- _Exercise_
Copy out the entries exactly, from the first line to the last.

=== Dataset excerpts ===

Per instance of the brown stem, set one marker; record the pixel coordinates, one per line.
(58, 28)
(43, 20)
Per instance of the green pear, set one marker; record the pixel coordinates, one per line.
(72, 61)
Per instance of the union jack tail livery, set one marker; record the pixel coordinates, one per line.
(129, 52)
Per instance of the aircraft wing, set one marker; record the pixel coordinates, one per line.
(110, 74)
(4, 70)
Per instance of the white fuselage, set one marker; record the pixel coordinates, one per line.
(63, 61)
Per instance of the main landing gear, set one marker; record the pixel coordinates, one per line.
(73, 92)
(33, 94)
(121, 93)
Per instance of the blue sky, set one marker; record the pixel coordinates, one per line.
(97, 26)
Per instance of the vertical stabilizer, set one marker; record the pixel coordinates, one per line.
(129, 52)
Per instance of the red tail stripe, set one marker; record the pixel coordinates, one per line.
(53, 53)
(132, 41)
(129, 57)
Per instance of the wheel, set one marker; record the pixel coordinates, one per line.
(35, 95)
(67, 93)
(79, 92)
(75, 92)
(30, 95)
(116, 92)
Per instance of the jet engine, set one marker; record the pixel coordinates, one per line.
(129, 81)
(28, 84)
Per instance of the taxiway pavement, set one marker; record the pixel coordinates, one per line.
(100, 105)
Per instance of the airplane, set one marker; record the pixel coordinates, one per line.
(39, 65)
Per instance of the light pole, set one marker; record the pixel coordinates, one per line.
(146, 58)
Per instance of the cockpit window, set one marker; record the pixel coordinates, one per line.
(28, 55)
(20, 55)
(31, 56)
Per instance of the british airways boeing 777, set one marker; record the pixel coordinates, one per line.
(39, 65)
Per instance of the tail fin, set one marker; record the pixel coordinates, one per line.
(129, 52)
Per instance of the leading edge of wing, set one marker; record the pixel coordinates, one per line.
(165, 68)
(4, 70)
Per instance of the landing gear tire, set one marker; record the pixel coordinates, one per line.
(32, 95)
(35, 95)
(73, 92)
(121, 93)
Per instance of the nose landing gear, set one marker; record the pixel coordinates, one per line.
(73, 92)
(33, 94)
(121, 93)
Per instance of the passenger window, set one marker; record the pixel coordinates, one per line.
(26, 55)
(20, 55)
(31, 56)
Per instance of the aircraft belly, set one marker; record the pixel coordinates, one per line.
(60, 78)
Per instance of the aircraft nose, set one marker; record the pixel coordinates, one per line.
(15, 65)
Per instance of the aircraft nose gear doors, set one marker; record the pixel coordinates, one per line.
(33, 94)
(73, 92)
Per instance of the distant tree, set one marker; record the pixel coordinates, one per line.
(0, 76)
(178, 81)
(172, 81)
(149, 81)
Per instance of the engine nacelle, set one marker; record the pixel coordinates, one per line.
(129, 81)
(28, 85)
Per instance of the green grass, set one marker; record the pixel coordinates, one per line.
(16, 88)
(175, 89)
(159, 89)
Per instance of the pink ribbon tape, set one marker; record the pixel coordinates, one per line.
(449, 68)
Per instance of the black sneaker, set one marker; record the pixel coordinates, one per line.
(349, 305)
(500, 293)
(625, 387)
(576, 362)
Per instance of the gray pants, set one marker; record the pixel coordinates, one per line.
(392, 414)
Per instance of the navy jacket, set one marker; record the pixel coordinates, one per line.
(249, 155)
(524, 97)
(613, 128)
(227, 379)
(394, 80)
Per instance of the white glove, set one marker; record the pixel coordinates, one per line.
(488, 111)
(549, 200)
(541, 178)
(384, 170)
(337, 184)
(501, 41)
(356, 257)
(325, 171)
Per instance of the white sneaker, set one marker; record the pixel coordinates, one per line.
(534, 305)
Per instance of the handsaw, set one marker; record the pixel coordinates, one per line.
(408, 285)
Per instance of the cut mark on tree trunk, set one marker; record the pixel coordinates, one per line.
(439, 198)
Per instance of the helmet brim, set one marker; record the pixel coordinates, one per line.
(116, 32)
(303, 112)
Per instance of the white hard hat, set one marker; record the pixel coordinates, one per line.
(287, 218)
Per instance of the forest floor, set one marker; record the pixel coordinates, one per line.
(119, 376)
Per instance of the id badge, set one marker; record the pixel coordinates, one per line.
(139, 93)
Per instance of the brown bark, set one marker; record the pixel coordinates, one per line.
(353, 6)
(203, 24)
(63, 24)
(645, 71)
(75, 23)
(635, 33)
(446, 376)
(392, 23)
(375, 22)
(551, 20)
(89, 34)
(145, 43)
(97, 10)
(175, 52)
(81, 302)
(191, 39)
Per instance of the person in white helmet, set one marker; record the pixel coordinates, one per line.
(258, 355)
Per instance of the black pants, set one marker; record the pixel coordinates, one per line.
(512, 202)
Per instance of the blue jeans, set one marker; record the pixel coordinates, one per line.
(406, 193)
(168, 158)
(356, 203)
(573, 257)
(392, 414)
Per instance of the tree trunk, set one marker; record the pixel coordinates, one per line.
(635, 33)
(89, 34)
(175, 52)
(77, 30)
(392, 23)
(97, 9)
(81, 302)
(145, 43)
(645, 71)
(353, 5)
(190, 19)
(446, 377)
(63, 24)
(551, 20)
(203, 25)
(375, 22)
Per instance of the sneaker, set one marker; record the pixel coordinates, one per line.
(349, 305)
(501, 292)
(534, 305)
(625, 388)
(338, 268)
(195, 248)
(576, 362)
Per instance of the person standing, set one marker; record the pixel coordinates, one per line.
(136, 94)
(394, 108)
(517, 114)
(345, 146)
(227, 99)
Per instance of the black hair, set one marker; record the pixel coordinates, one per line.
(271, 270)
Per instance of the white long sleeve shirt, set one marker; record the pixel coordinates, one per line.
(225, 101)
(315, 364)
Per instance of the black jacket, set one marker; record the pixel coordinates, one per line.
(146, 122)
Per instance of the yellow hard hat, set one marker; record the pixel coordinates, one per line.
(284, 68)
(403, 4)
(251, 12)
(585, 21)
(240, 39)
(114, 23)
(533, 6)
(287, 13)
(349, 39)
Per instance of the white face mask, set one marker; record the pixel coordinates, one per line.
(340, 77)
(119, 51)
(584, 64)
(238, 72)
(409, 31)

===

- _Result of this task_
Per instance of the brown stem, set one marker; record the pixel coordinates, one per line.
(58, 28)
(43, 20)
Per instance of the green pear, set one marker; record the pixel coordinates, one per line.
(72, 61)
Per instance of the union jack tail livery, set one marker; record the pixel coordinates, one per line.
(129, 52)
Per instance of the aircraft wing, set one marker; record the pixel coordinates, one per line.
(110, 74)
(4, 70)
Per instance of the white fuselage, set one marker; record the pixel coordinates, one per line.
(63, 61)
Per instance of the main landing gear, set one marker; record the pixel coordinates, one per line.
(73, 92)
(33, 94)
(121, 93)
Per instance of the blue sky, set one marker; record the pixel coordinates, one per line.
(97, 26)
Per instance of the vertical stabilizer, set one marker; record the pixel coordinates, one per line.
(129, 52)
Per instance of the red tail stripe, set one marker; record the pixel coordinates, one per line.
(53, 53)
(132, 41)
(129, 57)
Per instance of the wheel, set one marker; record the pixel coordinates, one per line.
(35, 95)
(67, 93)
(79, 92)
(75, 92)
(30, 95)
(116, 92)
Per instance of the jet engine, set one marker; record the pixel coordinates, one per line.
(129, 81)
(28, 84)
Per instance of the taxiway pavement, set one marker; record the pixel coordinates, one per line.
(100, 105)
Per instance of the airplane, set one marker; record the pixel coordinates, one per line.
(39, 65)
Per instance of the light pole, set one marker; record the pixel coordinates, one per line.
(146, 58)
Per instance of the cockpit window, set one marker; record the pixel coordinates, one per line.
(28, 55)
(20, 55)
(31, 56)
Per instance of the british airways boeing 777, set one marker; record the pixel coordinates, one per line.
(39, 65)
Per instance of the tail fin, set one marker; record the pixel coordinates, one per line.
(129, 52)
Per instance of the leading edge of wing, set one marker; record the pixel coordinates, one per line.
(165, 68)
(4, 70)
Per instance of the landing gear tire, set one marker; record the pixel coordinates, one per line.
(32, 95)
(35, 95)
(73, 92)
(121, 93)
Per instance of the nose landing gear, set one marker; record the pixel coordinates, one per line.
(73, 92)
(33, 94)
(121, 93)
Per instance of the passenger window, set one marker; record the pixel coordinates, one per line.
(26, 55)
(20, 55)
(31, 56)
Per instance of the aircraft belly, set one marker; record the pixel coordinates, one per line.
(60, 78)
Per instance of the aircraft nose, set one marker; record the pixel coordinates, one per line.
(15, 65)
Per instance of the aircraft nose gear doors, set one marker; record the pixel coordinates, one per line.
(33, 94)
(73, 92)
Per instance of the distant tree, set one marker; record the pixel coordinates, one per line.
(0, 76)
(178, 81)
(172, 81)
(149, 81)
Per instance of the engine nacelle, set one marker; record the pixel coordinates, one per line.
(129, 81)
(28, 85)
Per instance of the green grass, set one marker; record the pixel coordinates, one per line.
(16, 88)
(175, 89)
(159, 89)
Per instance of the pink ribbon tape, set one marker; record the pixel coordinates, one per line.
(449, 68)
Per instance of the black sneaker, set one marker; record the pixel coordinates, one per line.
(349, 305)
(500, 293)
(625, 387)
(576, 362)
Per instance of the gray pants, set one marker; record the pixel coordinates, one per line.
(392, 414)
Per instance of the navy jacket, set one marker; record the pixel coordinates, one per line.
(249, 155)
(524, 97)
(613, 128)
(227, 379)
(394, 80)
Per instance of the white glove, set one marker; record the pixel coordinates, one per line.
(488, 111)
(549, 200)
(541, 178)
(384, 170)
(337, 184)
(501, 41)
(356, 257)
(325, 171)
Per instance of the white sneaker, set one marker; record the pixel coordinates, one per line.
(534, 305)
Per instance of the handsaw, set one marker; record the pixel coordinates, one per line.
(408, 285)
Per instance of the cut mark on tree trunk, set one marker; record the pixel coordinates, one per line.
(439, 198)
Per instance of the helmet brim, set one marker; record the pixel coordinates, one per line.
(116, 32)
(303, 112)
Per instance of the white hard hat, set one marker; record the pixel coordinates, one per line.
(287, 218)
Per instance of the forest floor, set one marker; record the pixel coordinates, one per line.
(119, 376)
Per instance of the id badge, set one marker; record the pixel coordinates, one per line.
(139, 93)
Per instance of the brown bark, set one marker; record the pixel coordinates, one per line.
(353, 6)
(203, 24)
(63, 24)
(645, 71)
(75, 23)
(635, 33)
(446, 376)
(392, 23)
(375, 22)
(551, 20)
(89, 34)
(145, 43)
(97, 10)
(175, 52)
(81, 302)
(191, 39)
Per instance of the person in white helmet, set one marker; record the pixel coordinates, one per line.
(258, 355)
Per instance of the black pants, set one marker; record the pixel coordinates, one per line.
(512, 202)
Per instance of the blue jeans, set one marker; record the pixel coordinates, one per line.
(406, 193)
(168, 158)
(356, 203)
(573, 257)
(392, 414)
Per instance of the tree trunk, set one marker; record the pixel coordinates, one per line.
(635, 33)
(89, 34)
(175, 52)
(77, 30)
(392, 23)
(97, 9)
(81, 302)
(145, 43)
(645, 71)
(353, 5)
(190, 19)
(446, 377)
(63, 24)
(551, 20)
(203, 25)
(375, 22)
Per instance of the sneaker, set one marker; record the pixel coordinates, one per line.
(349, 305)
(501, 292)
(534, 305)
(625, 388)
(338, 268)
(195, 248)
(576, 362)
Per instance of the person standing, set one marker; record the pixel coordinates, one per line.
(136, 94)
(394, 108)
(517, 114)
(345, 146)
(227, 99)
Per instance of the black hair, set one marker; record the pixel coordinates, one per line.
(271, 270)
Per instance of the white long sleeve shirt, set one marker; record the pixel coordinates, one per line.
(225, 101)
(315, 364)
Per instance of the black jacket, set one marker; record the pixel coordinates, one per line.
(146, 122)
Per instance of the yellow hard hat, set one marker; record the pixel coordinates, one per line.
(284, 68)
(403, 4)
(251, 12)
(585, 21)
(240, 39)
(114, 23)
(533, 6)
(287, 13)
(349, 39)
Per instance of the white face mask, set one marker; record the pixel coordinates, one per line.
(340, 77)
(119, 51)
(584, 64)
(238, 72)
(409, 31)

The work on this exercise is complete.